↓
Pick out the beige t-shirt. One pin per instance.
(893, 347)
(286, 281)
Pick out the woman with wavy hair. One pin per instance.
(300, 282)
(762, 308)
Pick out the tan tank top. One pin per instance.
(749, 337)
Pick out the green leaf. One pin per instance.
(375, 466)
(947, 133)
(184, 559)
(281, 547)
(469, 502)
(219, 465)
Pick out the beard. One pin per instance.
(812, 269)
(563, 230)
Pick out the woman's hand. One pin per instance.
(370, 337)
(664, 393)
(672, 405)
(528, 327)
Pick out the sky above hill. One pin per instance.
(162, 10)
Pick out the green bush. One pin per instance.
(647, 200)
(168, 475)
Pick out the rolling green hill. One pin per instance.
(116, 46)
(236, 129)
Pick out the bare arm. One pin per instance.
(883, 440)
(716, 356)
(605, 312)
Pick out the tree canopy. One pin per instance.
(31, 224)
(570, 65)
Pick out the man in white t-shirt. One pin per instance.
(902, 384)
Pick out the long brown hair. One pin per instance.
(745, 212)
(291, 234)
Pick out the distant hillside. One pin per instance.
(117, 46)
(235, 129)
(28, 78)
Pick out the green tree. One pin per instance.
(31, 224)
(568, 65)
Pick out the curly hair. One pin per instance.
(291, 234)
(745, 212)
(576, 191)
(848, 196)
↑
STATED GOAL: Return only the lines running from the line with "Pick out the woman with" to the last line of the records, both included, exactly as written.

THE RESPONSE:
Pick out the woman with wavy hair. One pin per instance.
(300, 282)
(762, 308)
Pick out the tan tank top. One pin per instance.
(749, 337)
Pick out the green leaf. One pin per instance.
(375, 466)
(947, 133)
(184, 559)
(281, 547)
(469, 502)
(219, 465)
Pick out the beard. One pin per instance.
(812, 269)
(563, 230)
Pick out the woman's hand. One pin per instance.
(370, 337)
(664, 393)
(672, 405)
(528, 327)
Pick out the sky above hill. One pin per instance.
(162, 10)
Pick out the green bush. One pin per instance.
(647, 200)
(168, 475)
Pick out the rolling green hill. One pin per instance.
(116, 46)
(236, 129)
Pick out the bare arm. One pin per instance.
(883, 440)
(716, 356)
(605, 312)
Pick out the tree canopy. One pin per instance.
(31, 224)
(570, 65)
Pick out the man in white t-shirt. One pin per instance.
(902, 384)
Pick out the long brown hair. One pin per instance.
(745, 212)
(291, 234)
Pick out the distant hillside. One pin per instance.
(117, 46)
(235, 129)
(28, 78)
Pick out the green tree. One pin per instance.
(31, 224)
(568, 65)
Pick out the curly hair. One pin per instance.
(291, 234)
(745, 212)
(576, 191)
(848, 196)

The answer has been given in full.